Reproduce verbatim the lines of the records starting at the line that contains "Trace the outline of every instance of the exposed" and continuing through the end of the records, both ends included.

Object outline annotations
====
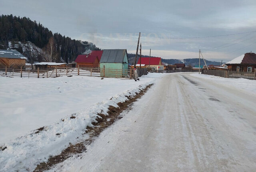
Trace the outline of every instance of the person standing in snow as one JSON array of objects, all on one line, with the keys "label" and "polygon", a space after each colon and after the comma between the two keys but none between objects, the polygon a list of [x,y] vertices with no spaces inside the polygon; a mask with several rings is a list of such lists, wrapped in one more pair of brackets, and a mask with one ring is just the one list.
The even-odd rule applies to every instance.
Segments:
[{"label": "person standing in snow", "polygon": [[135,80],[135,81],[137,81],[137,80],[138,80],[138,81],[140,80],[140,79],[139,79],[139,78],[138,76],[138,72],[137,71],[137,69],[136,69],[136,68],[134,68],[134,80]]}]

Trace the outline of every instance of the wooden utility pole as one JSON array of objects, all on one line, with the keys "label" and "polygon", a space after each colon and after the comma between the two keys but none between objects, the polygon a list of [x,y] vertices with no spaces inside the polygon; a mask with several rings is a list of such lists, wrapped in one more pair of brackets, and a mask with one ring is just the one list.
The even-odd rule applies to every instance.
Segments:
[{"label": "wooden utility pole", "polygon": [[149,52],[149,64],[148,64],[148,67],[150,67],[150,55],[151,55],[151,48]]},{"label": "wooden utility pole", "polygon": [[199,69],[199,74],[200,74],[200,54],[201,54],[201,50],[199,50],[199,66],[198,66]]},{"label": "wooden utility pole", "polygon": [[134,68],[136,67],[136,62],[137,61],[137,55],[138,54],[138,50],[139,49],[139,44],[140,44],[140,32],[139,34],[139,39],[138,40],[138,45],[137,45],[137,50],[136,50],[136,55],[135,55],[135,59],[134,59]]},{"label": "wooden utility pole", "polygon": [[140,42],[140,68],[141,68],[141,42]]},{"label": "wooden utility pole", "polygon": [[208,70],[209,69],[208,69],[208,66],[207,66],[207,65],[206,64],[206,62],[205,61],[205,60],[204,60],[204,57],[203,56],[203,54],[202,54],[202,52],[201,52],[201,51],[200,51],[200,52],[201,53],[201,55],[202,55],[202,57],[203,58],[203,60],[204,60],[204,64],[205,64],[205,66],[206,66],[206,68],[207,68],[207,70]]}]

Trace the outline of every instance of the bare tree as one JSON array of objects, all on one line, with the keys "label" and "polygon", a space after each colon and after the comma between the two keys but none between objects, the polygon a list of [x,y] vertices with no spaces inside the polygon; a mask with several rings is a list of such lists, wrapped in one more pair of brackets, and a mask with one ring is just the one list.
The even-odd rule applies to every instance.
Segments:
[{"label": "bare tree", "polygon": [[55,62],[57,60],[58,53],[53,37],[50,38],[48,43],[44,48],[44,51],[45,53],[44,58],[45,61],[48,62]]}]

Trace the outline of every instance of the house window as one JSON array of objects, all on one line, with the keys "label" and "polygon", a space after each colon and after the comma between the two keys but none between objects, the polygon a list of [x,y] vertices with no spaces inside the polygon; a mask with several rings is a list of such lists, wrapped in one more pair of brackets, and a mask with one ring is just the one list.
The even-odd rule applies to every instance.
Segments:
[{"label": "house window", "polygon": [[252,72],[252,67],[251,66],[249,66],[247,67],[247,72]]}]

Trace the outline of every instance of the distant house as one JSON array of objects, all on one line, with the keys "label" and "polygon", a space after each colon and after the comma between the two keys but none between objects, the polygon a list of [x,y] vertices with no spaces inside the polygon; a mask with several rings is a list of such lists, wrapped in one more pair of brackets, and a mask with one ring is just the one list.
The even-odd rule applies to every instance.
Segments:
[{"label": "distant house", "polygon": [[40,63],[34,63],[35,68],[37,69],[39,68],[42,69],[51,69],[57,68],[64,68],[66,67],[66,64],[65,63],[55,63],[55,62],[40,62]]},{"label": "distant house", "polygon": [[24,68],[26,59],[17,51],[0,50],[0,68]]},{"label": "distant house", "polygon": [[144,65],[145,68],[151,68],[152,70],[163,70],[164,65],[162,64],[161,58],[160,57],[142,57],[139,58],[136,66],[141,64]]},{"label": "distant house", "polygon": [[75,62],[76,67],[98,67],[100,60],[97,56],[93,55],[78,55]]},{"label": "distant house", "polygon": [[90,54],[93,56],[97,56],[99,59],[99,61],[100,61],[101,56],[102,55],[103,51],[102,50],[93,50],[92,51]]},{"label": "distant house", "polygon": [[186,67],[185,64],[184,63],[175,63],[174,65],[176,66],[176,69],[178,70],[184,69]]},{"label": "distant house", "polygon": [[169,64],[168,67],[168,70],[176,70],[177,68],[177,66],[175,65],[172,65],[172,64]]},{"label": "distant house", "polygon": [[240,56],[225,64],[229,70],[237,72],[254,72],[256,68],[256,54],[248,52]]},{"label": "distant house", "polygon": [[165,63],[164,63],[163,62],[161,62],[161,63],[162,63],[162,65],[164,66],[164,70],[167,70],[168,67],[168,64],[166,64]]},{"label": "distant house", "polygon": [[[206,70],[207,69],[207,68],[204,66],[202,69]],[[208,66],[208,69],[209,70],[228,70],[228,68],[227,68],[222,67],[221,66],[214,65],[213,64],[210,64]]]},{"label": "distant house", "polygon": [[126,49],[104,50],[100,61],[100,76],[122,77],[128,75],[129,61]]}]

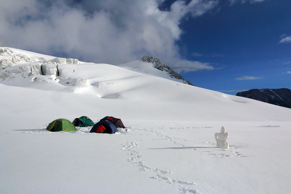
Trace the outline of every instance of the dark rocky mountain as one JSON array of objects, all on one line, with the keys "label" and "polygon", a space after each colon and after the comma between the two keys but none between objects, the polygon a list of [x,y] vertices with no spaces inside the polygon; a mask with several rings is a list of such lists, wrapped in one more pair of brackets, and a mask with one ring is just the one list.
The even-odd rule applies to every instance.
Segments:
[{"label": "dark rocky mountain", "polygon": [[171,77],[176,78],[178,79],[181,79],[183,81],[184,83],[186,83],[191,86],[194,86],[190,83],[189,81],[186,80],[178,73],[176,72],[169,67],[165,65],[159,59],[151,56],[144,56],[143,57],[139,60],[143,62],[146,62],[152,63],[154,64],[154,67],[163,71],[167,72]]},{"label": "dark rocky mountain", "polygon": [[236,95],[291,108],[291,90],[279,89],[252,89]]}]

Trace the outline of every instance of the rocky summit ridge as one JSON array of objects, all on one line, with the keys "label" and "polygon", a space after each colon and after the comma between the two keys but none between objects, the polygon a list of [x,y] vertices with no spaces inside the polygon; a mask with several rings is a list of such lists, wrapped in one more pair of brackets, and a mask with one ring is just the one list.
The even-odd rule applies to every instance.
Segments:
[{"label": "rocky summit ridge", "polygon": [[160,71],[167,72],[171,77],[183,80],[183,83],[186,83],[191,86],[194,86],[190,81],[184,79],[183,77],[169,67],[165,65],[164,63],[158,58],[152,56],[144,56],[139,60],[143,62],[152,63],[154,68]]},{"label": "rocky summit ridge", "polygon": [[291,108],[291,90],[288,88],[252,89],[236,95]]}]

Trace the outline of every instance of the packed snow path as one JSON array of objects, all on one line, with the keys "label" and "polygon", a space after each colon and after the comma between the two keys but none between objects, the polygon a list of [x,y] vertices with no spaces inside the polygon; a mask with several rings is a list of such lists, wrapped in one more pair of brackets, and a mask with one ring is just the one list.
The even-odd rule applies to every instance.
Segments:
[{"label": "packed snow path", "polygon": [[[232,134],[229,149],[218,149],[213,137],[221,123],[184,123],[136,122],[127,132],[118,129],[113,134],[90,133],[86,127],[57,132],[45,130],[45,126],[33,130],[0,127],[0,193],[290,190],[290,170],[284,167],[291,155],[289,122],[224,122]],[[281,143],[280,149],[266,143],[270,141]],[[54,181],[53,185],[56,179],[63,180]]]}]

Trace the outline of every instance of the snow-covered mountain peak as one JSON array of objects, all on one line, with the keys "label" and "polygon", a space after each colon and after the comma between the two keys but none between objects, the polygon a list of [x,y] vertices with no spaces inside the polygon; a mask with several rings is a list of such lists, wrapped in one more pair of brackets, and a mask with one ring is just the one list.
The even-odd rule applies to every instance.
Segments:
[{"label": "snow-covered mountain peak", "polygon": [[180,74],[176,72],[169,67],[165,65],[164,63],[158,58],[152,56],[144,56],[139,60],[143,62],[152,63],[154,67],[162,71],[167,72],[171,77],[182,80],[183,83],[186,83],[191,86],[194,86],[190,82],[185,79]]}]

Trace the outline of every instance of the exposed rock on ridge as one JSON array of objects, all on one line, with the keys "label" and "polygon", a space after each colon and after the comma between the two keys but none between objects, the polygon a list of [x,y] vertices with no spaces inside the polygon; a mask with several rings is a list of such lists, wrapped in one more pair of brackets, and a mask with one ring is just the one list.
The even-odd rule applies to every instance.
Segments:
[{"label": "exposed rock on ridge", "polygon": [[287,88],[252,89],[236,95],[291,108],[291,90]]},{"label": "exposed rock on ridge", "polygon": [[159,59],[151,56],[144,56],[139,60],[141,61],[146,62],[152,63],[153,67],[155,69],[162,71],[167,72],[170,76],[172,78],[177,79],[181,79],[183,81],[183,83],[191,86],[194,86],[187,80],[186,80],[178,73],[177,73],[169,67],[165,65]]}]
====
COMPLETE RESPONSE:
Trace the outline of every instance of the exposed rock on ridge as one JSON array of objects, all on one line, with the keys "label" and "polygon", a space after each colon and after the comma between the two keys but none between objects, the polygon a list of [x,y] vertices with no spaces inside the polygon; a mask with several rings is a list of such lists, wrapped in one more pair of brackets, and a mask with one ring is just the one list.
The even-odd rule applies to every instance.
Segments:
[{"label": "exposed rock on ridge", "polygon": [[287,88],[252,89],[236,95],[291,108],[291,90]]},{"label": "exposed rock on ridge", "polygon": [[159,59],[151,56],[144,56],[139,60],[141,61],[146,62],[152,63],[153,67],[155,69],[162,71],[167,72],[170,76],[172,78],[177,79],[181,79],[183,81],[183,83],[191,86],[194,86],[187,80],[186,80],[178,73],[177,73],[169,67],[165,65]]}]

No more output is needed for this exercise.